> _PAGE EXTRACT_:

——

Lucien Rosengart (11 January 1881 in Paris, France – 27 July 1976) was a French engineer.

His early life was shaped by carriages and the advance of the automobile age. He first started working as a mechanic at the age of 12, and by age 24 he had a machine shop in Belleville and several patents to his credit. By 1914 his products included railway parts, bicycle parts, and a rocket that allowed artillery shells to be exploded while airborne. This attracted the attention of the French Government and they set him up with two factories, one in Paris and one in Saint-Brieuc - at this point he began working with Andre Citroën's company, which provided the shells. By the end of the first world war, he'd become a skilled businessman and helped both Peugeot and Citroën stave off bankruptcy. Involvement with these companies led Rosengart to think of building his own car. He was already making bicycles.

In 1927, he saw the opportunity to produce a very small car for a segment of the market in France that was not at that time being covered by any of the major players. He bought the old Bellanger factory at Neuilly.

——

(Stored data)

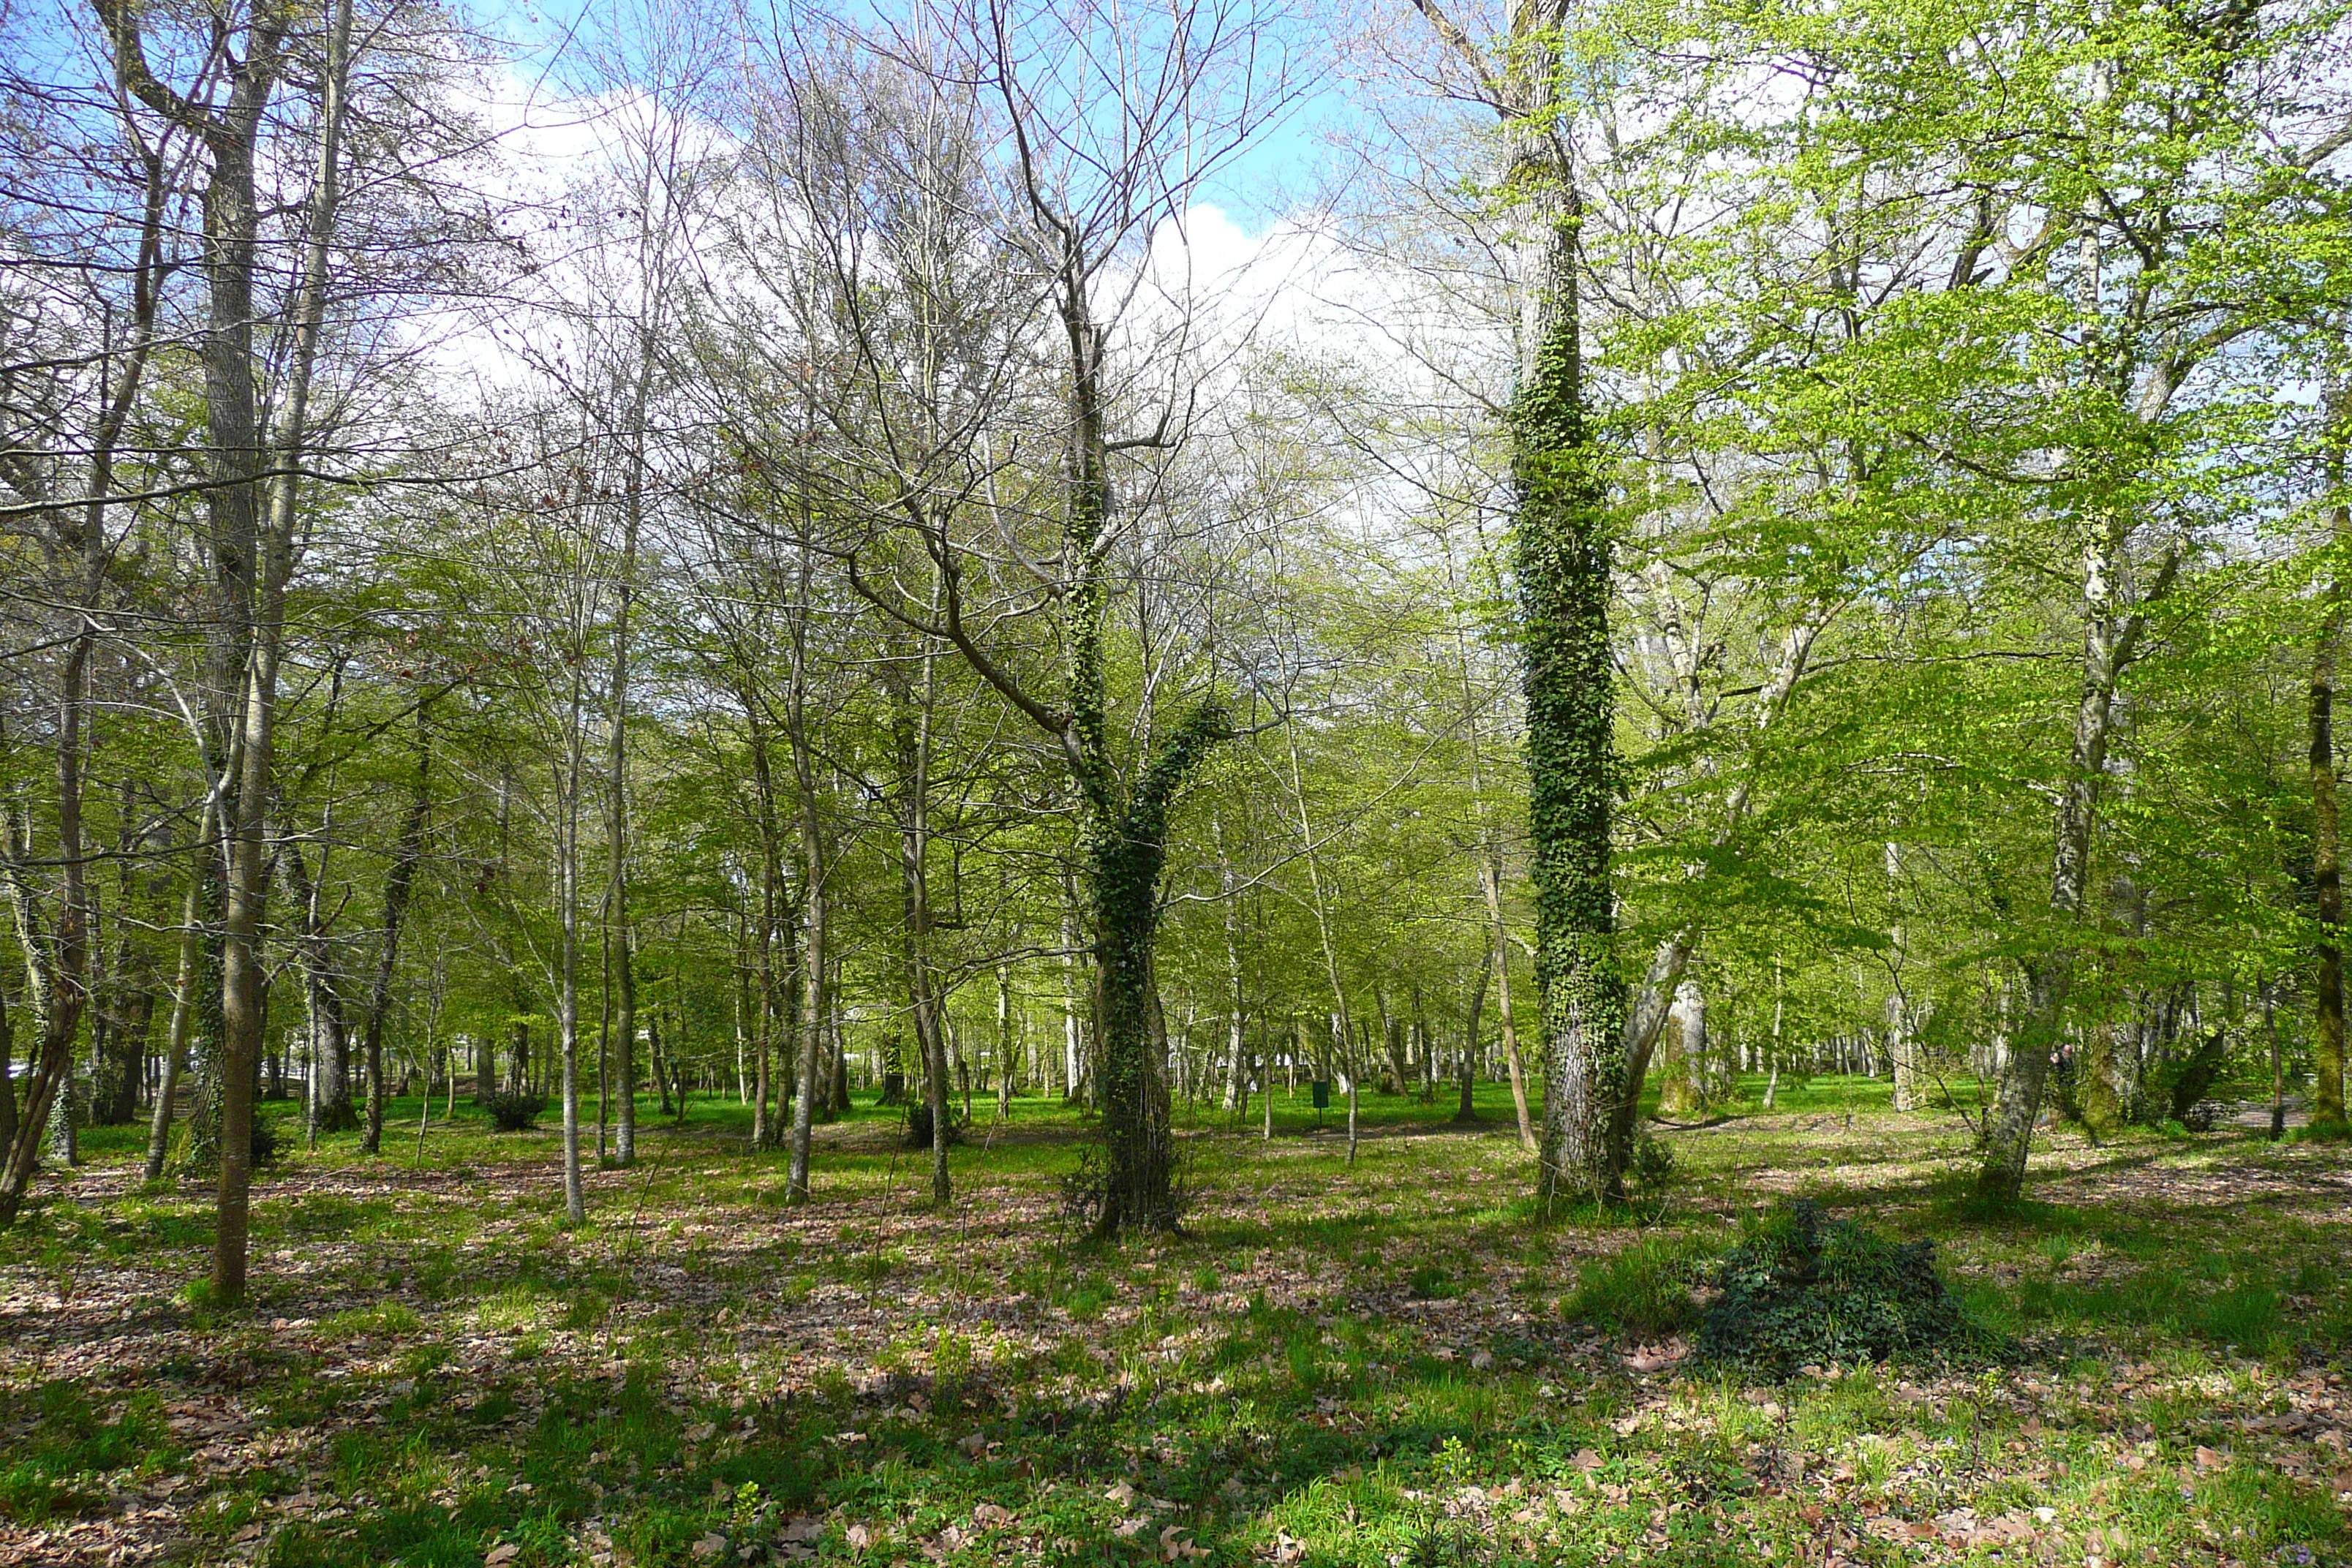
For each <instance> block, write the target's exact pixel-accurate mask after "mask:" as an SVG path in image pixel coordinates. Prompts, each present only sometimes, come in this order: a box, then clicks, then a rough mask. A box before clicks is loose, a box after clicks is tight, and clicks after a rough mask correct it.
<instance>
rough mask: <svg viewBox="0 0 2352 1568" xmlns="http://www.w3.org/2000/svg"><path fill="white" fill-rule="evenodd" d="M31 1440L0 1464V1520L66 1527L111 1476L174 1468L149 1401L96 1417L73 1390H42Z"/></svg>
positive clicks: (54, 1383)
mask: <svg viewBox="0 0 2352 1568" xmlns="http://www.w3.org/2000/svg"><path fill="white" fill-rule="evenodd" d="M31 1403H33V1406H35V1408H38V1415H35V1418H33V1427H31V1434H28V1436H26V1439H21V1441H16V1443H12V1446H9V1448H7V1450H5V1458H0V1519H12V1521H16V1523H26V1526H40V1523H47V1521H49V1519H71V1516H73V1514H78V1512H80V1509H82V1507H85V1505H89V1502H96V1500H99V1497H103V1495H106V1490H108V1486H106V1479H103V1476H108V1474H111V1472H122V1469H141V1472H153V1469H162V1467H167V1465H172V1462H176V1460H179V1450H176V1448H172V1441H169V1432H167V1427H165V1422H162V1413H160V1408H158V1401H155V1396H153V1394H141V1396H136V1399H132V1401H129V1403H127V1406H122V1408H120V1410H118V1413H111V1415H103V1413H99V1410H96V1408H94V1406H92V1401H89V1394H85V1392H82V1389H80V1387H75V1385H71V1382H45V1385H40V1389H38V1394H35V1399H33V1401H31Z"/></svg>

——

> _REQUIRED TASKS_:
**a.** Transcribe the Lucien Rosengart passage from "In 1927, he" down to "factory at Neuilly.".
**b.** Carry on the passage about Lucien Rosengart from its last sentence.
The records stand apart from the Lucien Rosengart passage.

> _ANSWERS BELOW_:
**a.**
In 1927, he saw the opportunity to produce a very small car for a segment of the market in France that was not at that time being covered by any of the major players. He bought the old Bellanger factory at Neuilly.

**b.**
The early Rosengart cars were licensed copies of the British Austin 7. This model, the LR2, was dressed up in various ways using various styling techniques and remained in production for quite some time - surviving as the vastly facelifted LR4 and Vivor long after the British car had been consigned to history.

In the early 1930s Rosengart teamed up with the German manufacturer Adler, offering license built copies of the Adler Trumpf and Trumpf Junior, small front-drive cars that bolstered its range. It also added a conventional rear-driven car along the lines of a stretched and widened Austin. The development of front-wheel drive models led to the elegant Supertraction model in 1937 - which competed with larger cars like the Peugeot 402 and the Berliet Dauphine for the first time in Rosengart's short history.